THE INPUT »
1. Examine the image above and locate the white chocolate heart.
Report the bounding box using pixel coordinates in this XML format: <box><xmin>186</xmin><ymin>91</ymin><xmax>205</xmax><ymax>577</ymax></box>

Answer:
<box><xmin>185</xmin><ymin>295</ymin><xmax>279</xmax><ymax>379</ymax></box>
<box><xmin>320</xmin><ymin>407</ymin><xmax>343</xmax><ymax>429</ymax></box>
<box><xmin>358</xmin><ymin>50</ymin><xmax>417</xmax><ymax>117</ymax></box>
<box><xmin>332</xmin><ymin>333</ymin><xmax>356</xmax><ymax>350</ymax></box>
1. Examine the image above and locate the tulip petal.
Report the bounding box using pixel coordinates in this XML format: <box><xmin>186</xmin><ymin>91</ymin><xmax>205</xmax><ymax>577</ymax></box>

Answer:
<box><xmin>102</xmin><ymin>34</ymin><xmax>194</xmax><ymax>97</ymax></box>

EXERCISE DETAILS » List each line of the entries that holds the string "above".

ANSWER SPACE »
1. Examine the image above and locate the white chocolate heart.
1. Examine the image above and locate the tulip petal.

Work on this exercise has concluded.